*Problem description:*
Transcribe the stretch of entries below from the line with "find white plate" through the line with "find chair backrest", exactly and with both ends included; leave out all other lines.

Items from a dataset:
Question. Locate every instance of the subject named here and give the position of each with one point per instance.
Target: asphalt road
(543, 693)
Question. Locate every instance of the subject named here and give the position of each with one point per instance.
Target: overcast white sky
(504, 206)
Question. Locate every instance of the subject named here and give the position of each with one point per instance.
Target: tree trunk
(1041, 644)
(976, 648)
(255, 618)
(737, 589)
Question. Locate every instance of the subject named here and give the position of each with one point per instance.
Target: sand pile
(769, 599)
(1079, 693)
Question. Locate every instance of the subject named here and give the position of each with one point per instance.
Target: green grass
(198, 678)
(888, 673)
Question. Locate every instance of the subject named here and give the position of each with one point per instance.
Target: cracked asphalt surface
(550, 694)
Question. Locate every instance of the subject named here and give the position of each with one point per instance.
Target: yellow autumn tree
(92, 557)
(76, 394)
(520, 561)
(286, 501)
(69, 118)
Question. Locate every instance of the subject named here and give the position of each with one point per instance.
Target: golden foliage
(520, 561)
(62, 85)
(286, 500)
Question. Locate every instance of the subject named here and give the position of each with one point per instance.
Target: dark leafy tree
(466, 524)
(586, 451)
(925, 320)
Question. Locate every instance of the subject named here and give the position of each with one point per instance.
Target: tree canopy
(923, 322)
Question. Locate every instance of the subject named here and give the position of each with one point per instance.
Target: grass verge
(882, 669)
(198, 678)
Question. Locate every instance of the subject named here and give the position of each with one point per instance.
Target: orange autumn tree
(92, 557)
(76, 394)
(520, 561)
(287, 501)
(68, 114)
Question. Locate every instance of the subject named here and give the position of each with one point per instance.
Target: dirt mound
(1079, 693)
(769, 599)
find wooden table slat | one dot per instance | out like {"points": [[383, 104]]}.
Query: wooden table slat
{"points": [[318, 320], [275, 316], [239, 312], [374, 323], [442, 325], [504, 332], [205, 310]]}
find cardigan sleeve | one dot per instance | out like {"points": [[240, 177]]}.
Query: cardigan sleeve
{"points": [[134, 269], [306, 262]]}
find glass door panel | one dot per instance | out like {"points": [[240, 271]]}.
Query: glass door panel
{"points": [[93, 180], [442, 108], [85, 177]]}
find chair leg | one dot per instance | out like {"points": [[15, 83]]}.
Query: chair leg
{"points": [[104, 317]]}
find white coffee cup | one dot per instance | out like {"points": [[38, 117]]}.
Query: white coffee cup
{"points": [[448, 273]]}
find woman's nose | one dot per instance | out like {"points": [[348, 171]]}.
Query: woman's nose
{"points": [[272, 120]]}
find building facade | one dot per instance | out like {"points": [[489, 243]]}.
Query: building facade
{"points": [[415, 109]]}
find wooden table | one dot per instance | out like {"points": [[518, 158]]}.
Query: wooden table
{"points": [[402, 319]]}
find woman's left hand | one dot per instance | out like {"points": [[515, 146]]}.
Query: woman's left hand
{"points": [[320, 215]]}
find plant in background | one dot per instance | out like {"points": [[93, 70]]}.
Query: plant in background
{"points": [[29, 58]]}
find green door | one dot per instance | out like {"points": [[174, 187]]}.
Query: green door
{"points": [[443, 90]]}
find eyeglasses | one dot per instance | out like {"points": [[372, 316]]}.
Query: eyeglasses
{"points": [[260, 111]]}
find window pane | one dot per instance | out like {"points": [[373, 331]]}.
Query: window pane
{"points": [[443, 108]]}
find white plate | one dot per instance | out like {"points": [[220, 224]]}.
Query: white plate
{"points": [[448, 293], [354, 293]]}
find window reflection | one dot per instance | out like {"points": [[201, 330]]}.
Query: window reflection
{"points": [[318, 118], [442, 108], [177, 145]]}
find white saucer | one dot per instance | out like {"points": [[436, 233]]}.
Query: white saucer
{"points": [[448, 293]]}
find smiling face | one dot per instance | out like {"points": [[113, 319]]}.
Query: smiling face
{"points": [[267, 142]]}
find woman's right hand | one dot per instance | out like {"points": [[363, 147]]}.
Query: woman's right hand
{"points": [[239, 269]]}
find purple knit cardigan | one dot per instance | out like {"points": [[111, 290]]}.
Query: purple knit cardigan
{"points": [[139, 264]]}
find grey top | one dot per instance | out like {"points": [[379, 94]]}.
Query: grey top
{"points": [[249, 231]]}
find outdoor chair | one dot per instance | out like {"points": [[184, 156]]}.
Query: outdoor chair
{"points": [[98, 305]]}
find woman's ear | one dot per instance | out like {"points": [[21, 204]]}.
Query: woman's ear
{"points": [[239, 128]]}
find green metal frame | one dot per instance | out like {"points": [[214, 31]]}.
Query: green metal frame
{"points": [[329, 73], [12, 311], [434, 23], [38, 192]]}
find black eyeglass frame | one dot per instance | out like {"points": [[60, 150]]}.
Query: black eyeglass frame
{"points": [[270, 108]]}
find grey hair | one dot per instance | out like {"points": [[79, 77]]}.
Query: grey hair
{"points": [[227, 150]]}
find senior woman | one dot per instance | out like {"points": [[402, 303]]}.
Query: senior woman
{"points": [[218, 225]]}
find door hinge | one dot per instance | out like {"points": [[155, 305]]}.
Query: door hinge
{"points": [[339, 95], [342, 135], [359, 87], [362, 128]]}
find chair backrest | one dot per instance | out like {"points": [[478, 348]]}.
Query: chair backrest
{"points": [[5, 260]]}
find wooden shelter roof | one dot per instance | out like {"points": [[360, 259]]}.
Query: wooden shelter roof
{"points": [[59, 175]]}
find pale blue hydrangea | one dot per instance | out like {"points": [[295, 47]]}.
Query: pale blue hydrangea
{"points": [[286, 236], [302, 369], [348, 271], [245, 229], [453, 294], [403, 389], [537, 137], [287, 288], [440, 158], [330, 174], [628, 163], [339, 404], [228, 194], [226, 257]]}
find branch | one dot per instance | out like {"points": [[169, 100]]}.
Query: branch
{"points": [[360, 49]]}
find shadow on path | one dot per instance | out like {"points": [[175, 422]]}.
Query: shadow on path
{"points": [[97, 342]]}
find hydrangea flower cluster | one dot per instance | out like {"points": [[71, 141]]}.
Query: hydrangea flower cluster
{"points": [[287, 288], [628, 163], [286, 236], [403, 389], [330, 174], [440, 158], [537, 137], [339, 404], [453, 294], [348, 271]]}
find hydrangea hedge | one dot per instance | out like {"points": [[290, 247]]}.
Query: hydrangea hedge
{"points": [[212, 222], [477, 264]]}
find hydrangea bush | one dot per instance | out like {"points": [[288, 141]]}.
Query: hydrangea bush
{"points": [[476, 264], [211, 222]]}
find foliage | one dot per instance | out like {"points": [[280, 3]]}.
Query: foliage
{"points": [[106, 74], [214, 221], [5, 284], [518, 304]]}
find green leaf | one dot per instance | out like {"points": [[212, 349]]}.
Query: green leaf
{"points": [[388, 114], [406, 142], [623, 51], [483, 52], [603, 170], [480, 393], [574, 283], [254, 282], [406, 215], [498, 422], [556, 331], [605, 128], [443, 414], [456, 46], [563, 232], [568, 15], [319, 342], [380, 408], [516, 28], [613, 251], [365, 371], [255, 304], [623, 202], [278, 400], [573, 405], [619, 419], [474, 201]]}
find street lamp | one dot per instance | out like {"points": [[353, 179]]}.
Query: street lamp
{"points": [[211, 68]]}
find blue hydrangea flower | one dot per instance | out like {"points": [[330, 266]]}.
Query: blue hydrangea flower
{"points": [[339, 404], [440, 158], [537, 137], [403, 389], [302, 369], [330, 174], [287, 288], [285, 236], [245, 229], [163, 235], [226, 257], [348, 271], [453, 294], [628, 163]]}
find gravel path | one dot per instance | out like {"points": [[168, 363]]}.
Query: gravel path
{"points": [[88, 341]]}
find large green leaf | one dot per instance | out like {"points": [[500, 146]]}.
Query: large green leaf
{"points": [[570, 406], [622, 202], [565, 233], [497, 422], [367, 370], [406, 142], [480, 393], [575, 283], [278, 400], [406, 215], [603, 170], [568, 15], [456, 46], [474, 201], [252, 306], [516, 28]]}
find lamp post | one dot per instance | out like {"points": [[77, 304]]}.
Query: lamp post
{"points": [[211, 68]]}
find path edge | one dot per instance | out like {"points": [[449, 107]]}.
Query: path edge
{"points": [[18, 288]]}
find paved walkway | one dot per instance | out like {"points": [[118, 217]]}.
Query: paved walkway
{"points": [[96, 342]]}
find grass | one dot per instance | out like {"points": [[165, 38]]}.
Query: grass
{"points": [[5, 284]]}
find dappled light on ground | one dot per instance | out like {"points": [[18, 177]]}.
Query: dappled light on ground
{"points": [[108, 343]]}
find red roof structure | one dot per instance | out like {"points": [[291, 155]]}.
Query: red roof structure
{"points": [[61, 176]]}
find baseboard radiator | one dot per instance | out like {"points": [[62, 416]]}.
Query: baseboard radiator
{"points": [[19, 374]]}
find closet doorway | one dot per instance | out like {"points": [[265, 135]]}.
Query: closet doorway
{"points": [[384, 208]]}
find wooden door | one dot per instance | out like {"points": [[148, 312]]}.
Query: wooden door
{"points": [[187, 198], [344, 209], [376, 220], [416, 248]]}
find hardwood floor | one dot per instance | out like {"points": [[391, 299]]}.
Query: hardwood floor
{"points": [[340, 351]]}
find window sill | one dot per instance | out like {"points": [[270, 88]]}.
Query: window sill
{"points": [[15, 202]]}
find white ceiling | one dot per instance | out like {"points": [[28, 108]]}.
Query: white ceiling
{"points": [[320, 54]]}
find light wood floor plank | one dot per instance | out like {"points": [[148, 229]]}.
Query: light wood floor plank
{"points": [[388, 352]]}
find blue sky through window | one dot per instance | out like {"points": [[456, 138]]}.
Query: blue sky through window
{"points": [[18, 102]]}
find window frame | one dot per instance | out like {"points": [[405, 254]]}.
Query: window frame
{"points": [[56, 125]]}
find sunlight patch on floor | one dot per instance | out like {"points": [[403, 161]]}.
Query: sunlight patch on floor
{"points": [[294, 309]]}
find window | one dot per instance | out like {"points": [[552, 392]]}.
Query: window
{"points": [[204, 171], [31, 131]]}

*Completed exercise:*
find white plate | one dot per instance | out like {"points": [[220, 224]]}.
Query: white plate
{"points": [[448, 293], [354, 293]]}
find window reflection | one dot per instance | out like {"points": [[201, 330]]}.
Query: window reflection
{"points": [[318, 118], [442, 108], [177, 145]]}
find white saucer | one dot per instance | out like {"points": [[436, 233]]}.
Query: white saucer
{"points": [[448, 293]]}
find smiling face | one dot per instance | out like {"points": [[113, 319]]}.
Query: smiling face
{"points": [[267, 142]]}
find woman's right hand | one dot per instance | out like {"points": [[363, 147]]}.
Query: woman's right hand
{"points": [[239, 269]]}
find purple knit cardigan | one dot per instance | out like {"points": [[111, 290]]}.
Query: purple knit cardigan
{"points": [[139, 264]]}
find grey top | one dot per instance | out like {"points": [[379, 94]]}.
Query: grey top
{"points": [[249, 231]]}
find outdoor chair | one dot per instance | out like {"points": [[184, 156]]}.
Query: outdoor chair
{"points": [[98, 305]]}
find woman's ear | one dot per instance | out like {"points": [[21, 204]]}.
Query: woman's ear
{"points": [[239, 128]]}
find green metal frame | one dot per instance | out like {"points": [[214, 31]]}.
Query: green metal frame
{"points": [[329, 73], [12, 311], [434, 23], [38, 192]]}
find black eyeglass frame | one dot per instance | out like {"points": [[60, 150]]}.
Query: black eyeglass frame
{"points": [[270, 108]]}
find grey hair | one dot per instance | out like {"points": [[79, 77]]}.
Query: grey hair
{"points": [[227, 150]]}
find senior woman | one dot per instance | out like {"points": [[402, 303]]}.
Query: senior woman
{"points": [[218, 225]]}
find door hinge | one dot per instance | out like {"points": [[155, 305]]}.
Query: door hinge
{"points": [[339, 95], [342, 135], [359, 87], [362, 128]]}
find chair backrest | one dot per instance | out like {"points": [[478, 348]]}.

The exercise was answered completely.